Extract provided Block Start

San Francisco Wants to Boost Pay for Grocery Workers
The move in San Francisco follows a push in Los Angeles County to institute a similar $5-per-hour bonus for grocery workers there during the pandemic.

San Francisco wants to pay its grocery workers more as the pandemic continues to surge.

Local lawmakers in the city this week reportedly approved a non-binding resolution calling for an extra $5-per-hour in so-called “hazard pay” for those employees as long as the pandemic risk keeps running high. The push applies only to large grocery chains in the city, not mom-and-pop operations. The proposal passed unanimously.

“The resolution was crafted with help from the United Food Commercial Workers Local 648 and Local 5 and aims to further support grocery store workers who have provided food and other essentials throughout the pandemic,” according to SF Gate.

The move in San Francisco follows a push in Los Angeles County to institute a similar $5-per-hour bonus for grocery workers there during the pandemic.

At an L.A. County Board of Supervisors meeting on Jan. 5, Supervisors Hilda Solis and Holly Mitchell put forth a motion to require national grocery and drug retailers operating in unincorporated areas of the county to provide a pay bump for front-line workers. According to the Los Angeles Times, the proposal applies to publicly traded grocery store or retail drug companies, or companies that have at least 300 employees nationwide and have more than 10 employees per store site.

The motion, which passed 4 to 1 on Jan. 5, asks the county’s attorneys to draft an ordinance mandating the pay increase. The board will vote on the measure at its next public meeting Jan. 26. Both L.A. and Long Beach city councils are considering similar measures.

Ron Fong, president and chief executive of the California Grocers Association, told the Times that the move by the board is “unprecedented” and “irresponsible,” saying the extra money amounted to a 30%-per-hour wage increase, which would likely force grocers to raise prices or consider cutting shifts or store hours. High volume during the pandemic doesn’t necessarily translate to high profit, he told the Times.

Extract provided Block End

Exercise tasks:
(A) In the grocery pay article, rewrite the part that opens with the words containing "At an L.A. County" and closes with "considering similar measures.", putting "January 5" in place of "Jan. 5".
(B) Please answer these questions using the grocery pay article:
(i) How much extra per hour does the San Francisco resolution call for?
(ii) By what vote did the L.A. County motion pass?
(iii) Who is the president and chief executive of the California Grocers Association?

Extracted data Block Start

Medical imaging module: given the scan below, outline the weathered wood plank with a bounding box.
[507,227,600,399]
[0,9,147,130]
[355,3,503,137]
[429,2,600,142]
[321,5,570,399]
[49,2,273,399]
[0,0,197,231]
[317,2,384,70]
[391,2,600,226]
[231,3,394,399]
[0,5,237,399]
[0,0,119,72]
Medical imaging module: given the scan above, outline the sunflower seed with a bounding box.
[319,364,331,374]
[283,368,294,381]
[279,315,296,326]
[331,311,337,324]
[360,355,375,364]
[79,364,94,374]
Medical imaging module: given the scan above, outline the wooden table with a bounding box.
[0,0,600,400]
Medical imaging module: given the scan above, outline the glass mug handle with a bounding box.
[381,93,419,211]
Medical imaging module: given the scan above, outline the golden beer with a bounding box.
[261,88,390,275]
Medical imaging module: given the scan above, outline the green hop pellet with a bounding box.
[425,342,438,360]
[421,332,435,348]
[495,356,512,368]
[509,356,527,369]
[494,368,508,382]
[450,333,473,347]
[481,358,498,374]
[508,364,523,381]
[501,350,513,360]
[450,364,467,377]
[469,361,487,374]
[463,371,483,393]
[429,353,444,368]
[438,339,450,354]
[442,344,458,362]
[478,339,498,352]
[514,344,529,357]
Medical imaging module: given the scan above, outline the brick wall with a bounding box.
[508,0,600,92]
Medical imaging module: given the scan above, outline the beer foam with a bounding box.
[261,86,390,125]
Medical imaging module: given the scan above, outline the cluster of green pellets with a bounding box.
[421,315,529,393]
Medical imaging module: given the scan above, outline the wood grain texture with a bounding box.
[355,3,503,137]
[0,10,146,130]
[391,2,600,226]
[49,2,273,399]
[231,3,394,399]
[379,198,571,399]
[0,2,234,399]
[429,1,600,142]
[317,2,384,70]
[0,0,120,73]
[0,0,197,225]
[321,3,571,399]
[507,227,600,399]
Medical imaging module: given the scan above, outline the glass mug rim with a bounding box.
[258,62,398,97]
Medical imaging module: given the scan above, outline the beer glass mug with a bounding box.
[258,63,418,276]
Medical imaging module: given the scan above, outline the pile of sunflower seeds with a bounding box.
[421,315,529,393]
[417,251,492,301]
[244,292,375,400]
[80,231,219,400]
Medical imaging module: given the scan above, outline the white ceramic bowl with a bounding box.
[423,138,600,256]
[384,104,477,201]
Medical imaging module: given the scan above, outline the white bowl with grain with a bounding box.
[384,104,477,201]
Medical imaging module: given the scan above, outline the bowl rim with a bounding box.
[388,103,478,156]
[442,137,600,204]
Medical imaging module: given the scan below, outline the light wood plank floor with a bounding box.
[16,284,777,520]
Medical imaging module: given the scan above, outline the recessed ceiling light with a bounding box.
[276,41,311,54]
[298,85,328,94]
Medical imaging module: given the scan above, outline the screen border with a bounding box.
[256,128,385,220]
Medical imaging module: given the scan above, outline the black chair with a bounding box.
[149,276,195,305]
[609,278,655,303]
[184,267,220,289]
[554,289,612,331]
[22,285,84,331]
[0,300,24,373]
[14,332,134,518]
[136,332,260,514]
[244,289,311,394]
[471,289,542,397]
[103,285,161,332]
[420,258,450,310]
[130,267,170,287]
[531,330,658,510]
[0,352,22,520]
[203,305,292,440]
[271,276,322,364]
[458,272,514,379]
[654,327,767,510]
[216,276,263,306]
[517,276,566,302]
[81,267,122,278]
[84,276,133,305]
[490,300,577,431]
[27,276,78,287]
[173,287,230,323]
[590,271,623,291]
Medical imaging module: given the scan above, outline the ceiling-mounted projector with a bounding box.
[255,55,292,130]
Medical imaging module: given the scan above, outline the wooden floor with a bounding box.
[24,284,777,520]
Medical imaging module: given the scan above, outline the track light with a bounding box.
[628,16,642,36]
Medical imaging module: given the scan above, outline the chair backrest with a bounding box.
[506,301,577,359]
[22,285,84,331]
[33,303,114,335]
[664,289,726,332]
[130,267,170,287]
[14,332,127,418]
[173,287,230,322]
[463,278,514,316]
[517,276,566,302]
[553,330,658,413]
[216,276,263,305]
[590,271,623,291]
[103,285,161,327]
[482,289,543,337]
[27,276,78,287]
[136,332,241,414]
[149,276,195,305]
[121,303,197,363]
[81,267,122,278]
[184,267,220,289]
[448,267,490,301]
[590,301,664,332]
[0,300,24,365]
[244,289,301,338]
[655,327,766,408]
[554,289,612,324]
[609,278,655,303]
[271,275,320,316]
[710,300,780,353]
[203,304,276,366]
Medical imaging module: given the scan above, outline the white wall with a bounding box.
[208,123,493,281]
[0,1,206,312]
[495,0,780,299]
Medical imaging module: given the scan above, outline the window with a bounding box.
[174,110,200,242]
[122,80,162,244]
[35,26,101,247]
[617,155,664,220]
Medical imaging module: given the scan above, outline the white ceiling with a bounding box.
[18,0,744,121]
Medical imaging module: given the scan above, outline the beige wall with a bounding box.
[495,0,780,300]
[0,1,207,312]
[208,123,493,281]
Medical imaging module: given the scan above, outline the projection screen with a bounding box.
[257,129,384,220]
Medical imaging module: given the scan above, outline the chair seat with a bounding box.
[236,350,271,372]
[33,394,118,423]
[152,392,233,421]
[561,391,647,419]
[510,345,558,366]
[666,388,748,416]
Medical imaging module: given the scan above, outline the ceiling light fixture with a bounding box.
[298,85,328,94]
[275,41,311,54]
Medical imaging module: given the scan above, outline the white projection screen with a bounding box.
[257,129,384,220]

Extracted data Block End

Outputs for the tasks:
(A)
At an L.A. County Board of Supervisors meeting on January 5, Supervisors Hilda Solis and Holly Mitchell put forth a motion to require national grocery and drug retailers operating in unincorporated areas of the county to provide a pay bump for front-line workers. According to the Los Angeles Times, the proposal applies to publicly traded grocery store or retail drug companies, or companies that have at least 300 employees nationwide and have more than 10 employees per store site.

The motion, which passed 4 to 1 on January 5, asks the county’s attorneys to draft an ordinance mandating the pay increase. The board will vote on the measure at its next public meeting Jan. 26. Both L.A. and Long Beach city councils are considering similar measures.

(B)
(i) $5 per hour
(ii) 4 to 1
(iii) Ron Fong